TASK PROMPT
Count how many lines in the listing below contain the string "roof". Reply with that number only.

==== EXERCISE INPUT ====

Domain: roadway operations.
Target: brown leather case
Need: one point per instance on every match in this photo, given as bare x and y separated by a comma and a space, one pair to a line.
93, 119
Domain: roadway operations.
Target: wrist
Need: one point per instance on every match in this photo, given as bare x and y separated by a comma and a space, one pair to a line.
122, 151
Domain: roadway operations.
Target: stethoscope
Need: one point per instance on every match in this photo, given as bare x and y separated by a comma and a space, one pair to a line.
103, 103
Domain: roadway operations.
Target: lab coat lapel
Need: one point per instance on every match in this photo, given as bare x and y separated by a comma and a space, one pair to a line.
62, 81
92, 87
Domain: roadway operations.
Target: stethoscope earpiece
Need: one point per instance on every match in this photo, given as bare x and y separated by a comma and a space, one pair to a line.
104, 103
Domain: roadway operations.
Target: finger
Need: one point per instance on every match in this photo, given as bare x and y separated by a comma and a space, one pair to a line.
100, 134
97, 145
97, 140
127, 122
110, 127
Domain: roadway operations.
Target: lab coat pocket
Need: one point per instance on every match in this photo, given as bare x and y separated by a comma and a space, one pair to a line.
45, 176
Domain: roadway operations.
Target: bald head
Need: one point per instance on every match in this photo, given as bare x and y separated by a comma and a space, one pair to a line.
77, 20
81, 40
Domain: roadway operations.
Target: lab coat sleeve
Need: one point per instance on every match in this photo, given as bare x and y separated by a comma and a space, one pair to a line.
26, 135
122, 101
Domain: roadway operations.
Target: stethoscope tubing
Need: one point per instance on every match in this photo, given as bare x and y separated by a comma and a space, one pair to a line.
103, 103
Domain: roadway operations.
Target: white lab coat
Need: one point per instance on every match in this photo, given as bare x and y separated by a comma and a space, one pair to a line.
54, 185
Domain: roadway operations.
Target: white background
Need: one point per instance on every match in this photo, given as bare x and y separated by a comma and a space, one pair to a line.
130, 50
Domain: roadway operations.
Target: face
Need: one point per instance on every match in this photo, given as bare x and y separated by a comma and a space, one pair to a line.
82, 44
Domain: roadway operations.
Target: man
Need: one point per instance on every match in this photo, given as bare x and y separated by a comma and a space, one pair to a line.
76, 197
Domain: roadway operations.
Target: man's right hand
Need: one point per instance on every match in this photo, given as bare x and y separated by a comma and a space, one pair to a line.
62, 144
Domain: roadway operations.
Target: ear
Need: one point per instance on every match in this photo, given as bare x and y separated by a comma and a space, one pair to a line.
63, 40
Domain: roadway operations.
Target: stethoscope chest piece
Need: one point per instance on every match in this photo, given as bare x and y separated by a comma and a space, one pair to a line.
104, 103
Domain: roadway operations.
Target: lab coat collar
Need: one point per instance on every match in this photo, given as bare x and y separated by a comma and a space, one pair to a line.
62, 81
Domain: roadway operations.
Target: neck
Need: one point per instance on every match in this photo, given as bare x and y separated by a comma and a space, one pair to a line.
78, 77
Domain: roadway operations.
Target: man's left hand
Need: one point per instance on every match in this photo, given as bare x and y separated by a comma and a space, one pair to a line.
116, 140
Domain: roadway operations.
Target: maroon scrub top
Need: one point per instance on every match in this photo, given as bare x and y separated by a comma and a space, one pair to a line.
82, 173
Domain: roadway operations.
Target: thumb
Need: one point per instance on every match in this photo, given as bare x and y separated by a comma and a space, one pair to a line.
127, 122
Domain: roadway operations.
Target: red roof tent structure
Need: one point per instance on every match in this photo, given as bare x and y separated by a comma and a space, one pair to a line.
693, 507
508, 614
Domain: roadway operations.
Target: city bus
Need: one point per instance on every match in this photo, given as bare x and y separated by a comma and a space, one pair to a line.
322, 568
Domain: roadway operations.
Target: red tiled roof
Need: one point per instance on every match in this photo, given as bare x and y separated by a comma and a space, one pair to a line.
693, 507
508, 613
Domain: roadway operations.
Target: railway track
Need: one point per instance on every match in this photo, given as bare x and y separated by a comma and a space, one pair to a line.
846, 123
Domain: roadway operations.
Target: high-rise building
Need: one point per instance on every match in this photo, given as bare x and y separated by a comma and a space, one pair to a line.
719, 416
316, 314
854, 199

====

SOLUTION TO THIS EXERCISE
2